*** ENTRIES SHOWN Section Begins ***

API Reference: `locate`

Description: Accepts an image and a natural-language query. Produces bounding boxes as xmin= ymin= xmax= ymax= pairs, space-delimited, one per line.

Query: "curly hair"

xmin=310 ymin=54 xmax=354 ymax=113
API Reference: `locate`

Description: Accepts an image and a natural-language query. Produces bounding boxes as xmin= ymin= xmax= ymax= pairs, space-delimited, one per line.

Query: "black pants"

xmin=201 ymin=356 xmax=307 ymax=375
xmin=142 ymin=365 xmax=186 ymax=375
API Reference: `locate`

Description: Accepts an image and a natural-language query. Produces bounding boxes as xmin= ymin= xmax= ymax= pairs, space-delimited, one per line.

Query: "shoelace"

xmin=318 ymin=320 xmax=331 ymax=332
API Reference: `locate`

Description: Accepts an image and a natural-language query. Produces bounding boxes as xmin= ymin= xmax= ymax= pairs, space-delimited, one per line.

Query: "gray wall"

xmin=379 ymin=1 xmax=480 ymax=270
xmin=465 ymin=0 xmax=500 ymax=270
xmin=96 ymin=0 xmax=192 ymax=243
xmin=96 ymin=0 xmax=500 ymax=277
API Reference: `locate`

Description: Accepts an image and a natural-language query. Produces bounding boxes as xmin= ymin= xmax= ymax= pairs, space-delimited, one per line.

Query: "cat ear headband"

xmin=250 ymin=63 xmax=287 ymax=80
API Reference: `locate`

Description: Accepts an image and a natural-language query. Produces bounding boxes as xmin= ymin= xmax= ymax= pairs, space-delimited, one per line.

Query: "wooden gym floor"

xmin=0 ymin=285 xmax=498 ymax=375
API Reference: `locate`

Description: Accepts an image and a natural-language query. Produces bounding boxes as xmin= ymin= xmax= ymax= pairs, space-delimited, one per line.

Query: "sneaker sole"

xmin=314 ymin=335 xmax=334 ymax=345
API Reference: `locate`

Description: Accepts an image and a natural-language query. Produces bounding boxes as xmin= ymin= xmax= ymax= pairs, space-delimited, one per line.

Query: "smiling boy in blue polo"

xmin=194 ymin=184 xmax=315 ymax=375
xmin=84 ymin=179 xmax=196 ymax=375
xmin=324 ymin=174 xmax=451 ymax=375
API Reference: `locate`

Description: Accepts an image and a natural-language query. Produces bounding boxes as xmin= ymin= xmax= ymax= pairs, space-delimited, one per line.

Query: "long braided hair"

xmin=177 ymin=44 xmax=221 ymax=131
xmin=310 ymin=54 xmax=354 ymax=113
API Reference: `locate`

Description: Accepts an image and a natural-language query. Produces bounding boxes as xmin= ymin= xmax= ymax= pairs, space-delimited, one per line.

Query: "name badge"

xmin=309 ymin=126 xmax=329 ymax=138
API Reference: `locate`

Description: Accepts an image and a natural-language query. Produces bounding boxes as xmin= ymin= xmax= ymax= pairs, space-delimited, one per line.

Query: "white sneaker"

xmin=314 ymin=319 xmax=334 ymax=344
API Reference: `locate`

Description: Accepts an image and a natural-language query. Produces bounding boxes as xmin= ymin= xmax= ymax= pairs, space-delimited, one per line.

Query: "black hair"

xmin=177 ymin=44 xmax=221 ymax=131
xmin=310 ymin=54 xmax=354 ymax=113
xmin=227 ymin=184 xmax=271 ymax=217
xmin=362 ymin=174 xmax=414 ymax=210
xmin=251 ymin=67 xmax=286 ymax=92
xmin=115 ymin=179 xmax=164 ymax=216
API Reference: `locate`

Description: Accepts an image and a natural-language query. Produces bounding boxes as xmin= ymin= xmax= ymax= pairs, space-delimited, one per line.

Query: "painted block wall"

*** ENTRIES SHOWN Section Ends ***

## TO DO
Output the entries above exactly, please, with nothing dropped.

## TASK OUTPUT
API Reference: `locate`

Description: Accepts an image and a natural-language query. Produces bounding boxes as xmin= ymin= xmax= ymax= pairs, space-delimited, one per line.

Query: "curly hair"

xmin=310 ymin=54 xmax=354 ymax=113
API Reference: `locate`

Description: Accepts an image and a natural-language query. Produces bounding boxes as xmin= ymin= xmax= ymax= pairs, space-delimited, one per line.

Query: "black pants"

xmin=201 ymin=356 xmax=307 ymax=375
xmin=142 ymin=365 xmax=186 ymax=375
API Reference: `locate`

Description: Accepts an image and a natural-language query. Produces bounding boxes as xmin= ymin= xmax= ymax= pairs, space-delimited, one per line.

Query: "shoelace"

xmin=318 ymin=320 xmax=331 ymax=332
API Reference: `locate`

Description: Accepts an image and a natural-language query. Produces bounding boxes as xmin= ymin= xmax= ymax= pairs, space-delimited, one per line.

Query: "gray wall"

xmin=379 ymin=1 xmax=480 ymax=270
xmin=465 ymin=0 xmax=500 ymax=270
xmin=96 ymin=0 xmax=192 ymax=243
xmin=96 ymin=0 xmax=500 ymax=277
API Reference: `locate`

Description: Accepts an image and a natural-language query. Produces bounding boxes as xmin= ymin= xmax= ymax= pairs, space-delimited, one per line.

Query: "cat ear headband"

xmin=250 ymin=63 xmax=287 ymax=80
API Reference: `locate`

Description: Accepts an image and a natural-language query. Produces bounding boxes as xmin= ymin= xmax= ymax= pairs, space-delimited, one per line.

Query: "wooden gym floor"

xmin=0 ymin=285 xmax=498 ymax=375
API Reference: `locate`

Description: Accepts an image and a natural-language query. Produces bounding boxes as xmin= ymin= xmax= ymax= pairs, space-delimited, one per line.

Query: "sneaker sole"

xmin=314 ymin=335 xmax=334 ymax=345
API Reference: `locate`

Description: Accepts an image and a natural-language query. Produces bounding boxes as xmin= ymin= xmax= ymax= pairs, space-delimited, one per line.

Query: "smiling boy in blue polo"

xmin=194 ymin=184 xmax=315 ymax=375
xmin=84 ymin=179 xmax=196 ymax=375
xmin=324 ymin=174 xmax=451 ymax=375
API Reference: `locate`

Description: Accepts an image and a natural-language query. Produces bounding boxes as xmin= ymin= xmax= ymax= pairs, space-delimited, one per line.

Query: "long braided hair"

xmin=177 ymin=44 xmax=221 ymax=131
xmin=310 ymin=54 xmax=354 ymax=113
API Reference: `locate`

Description: Accepts an image and a natural-language query. Produces bounding boxes as xmin= ymin= xmax= ymax= pairs, space-delimited, one per line.

Query: "name badge"

xmin=309 ymin=126 xmax=329 ymax=138
API Reference: `locate`

Description: Accepts an image and a natural-language query. Produces bounding boxes as xmin= ymin= xmax= ymax= pairs, space-delimited, one per line.

Query: "white sneaker"

xmin=314 ymin=319 xmax=334 ymax=344
API Reference: `locate`

Description: Accepts an image and a natural-language query. Produces bounding boxes as xmin= ymin= xmax= ymax= pairs, space-delimited, one per line.

Query: "black hair"

xmin=177 ymin=44 xmax=221 ymax=131
xmin=310 ymin=54 xmax=354 ymax=113
xmin=227 ymin=184 xmax=271 ymax=217
xmin=362 ymin=174 xmax=414 ymax=210
xmin=251 ymin=67 xmax=286 ymax=92
xmin=115 ymin=179 xmax=164 ymax=216
API Reference: `locate`

Description: Accepts an image and a natural-language query. Produces bounding boxes as xmin= ymin= xmax= ymax= pairs, space-delimited, one per line.

Query: "painted block wall"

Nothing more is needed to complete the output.